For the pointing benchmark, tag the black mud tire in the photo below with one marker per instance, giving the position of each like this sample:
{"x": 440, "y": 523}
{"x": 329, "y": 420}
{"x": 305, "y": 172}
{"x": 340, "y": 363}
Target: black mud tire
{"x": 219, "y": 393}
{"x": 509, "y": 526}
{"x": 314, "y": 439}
++++
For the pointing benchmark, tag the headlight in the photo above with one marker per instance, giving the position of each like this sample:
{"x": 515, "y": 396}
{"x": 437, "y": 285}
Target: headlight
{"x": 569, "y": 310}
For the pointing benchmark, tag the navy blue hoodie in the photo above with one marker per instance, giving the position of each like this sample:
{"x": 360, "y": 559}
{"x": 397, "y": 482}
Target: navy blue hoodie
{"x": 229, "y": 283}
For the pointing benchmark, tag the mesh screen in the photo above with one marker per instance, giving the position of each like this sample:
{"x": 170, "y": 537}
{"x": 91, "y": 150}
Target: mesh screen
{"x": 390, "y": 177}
++++
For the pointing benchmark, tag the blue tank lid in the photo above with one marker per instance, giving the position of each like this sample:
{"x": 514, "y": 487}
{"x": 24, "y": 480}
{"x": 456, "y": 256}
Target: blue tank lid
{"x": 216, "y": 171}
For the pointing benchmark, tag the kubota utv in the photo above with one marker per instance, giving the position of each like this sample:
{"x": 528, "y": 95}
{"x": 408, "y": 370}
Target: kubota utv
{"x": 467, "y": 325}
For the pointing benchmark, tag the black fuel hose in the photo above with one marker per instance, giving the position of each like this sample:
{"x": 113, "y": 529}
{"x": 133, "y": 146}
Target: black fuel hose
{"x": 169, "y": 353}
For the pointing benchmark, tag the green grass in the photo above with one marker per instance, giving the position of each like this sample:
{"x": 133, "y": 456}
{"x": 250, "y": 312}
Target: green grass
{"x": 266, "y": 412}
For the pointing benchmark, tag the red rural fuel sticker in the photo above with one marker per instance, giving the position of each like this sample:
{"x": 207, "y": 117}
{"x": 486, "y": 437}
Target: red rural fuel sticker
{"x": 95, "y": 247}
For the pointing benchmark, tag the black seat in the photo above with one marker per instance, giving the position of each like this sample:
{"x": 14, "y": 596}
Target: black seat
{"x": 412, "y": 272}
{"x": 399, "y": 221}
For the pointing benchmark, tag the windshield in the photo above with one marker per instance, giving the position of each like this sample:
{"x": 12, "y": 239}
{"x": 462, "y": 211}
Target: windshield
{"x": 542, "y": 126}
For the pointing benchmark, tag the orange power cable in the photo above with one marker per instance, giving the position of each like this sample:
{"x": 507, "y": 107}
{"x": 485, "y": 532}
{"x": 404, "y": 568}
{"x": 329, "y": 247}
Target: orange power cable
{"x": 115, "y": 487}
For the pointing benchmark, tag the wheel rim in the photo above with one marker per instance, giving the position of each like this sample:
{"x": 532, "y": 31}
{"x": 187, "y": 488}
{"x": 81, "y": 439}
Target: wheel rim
++++
▶ _Short exercise_
Can you reproduce the listing verbatim, from the line containing "For the pointing benchmark, tag the wheel" through the line containing "Target: wheel rim", with both of those lines included?

▶ _Finished task_
For the pointing benchmark, tag the wheel rim in the photo above with one marker per instance, giving the position of each like this sample:
{"x": 532, "y": 31}
{"x": 187, "y": 488}
{"x": 81, "y": 439}
Target: wheel rim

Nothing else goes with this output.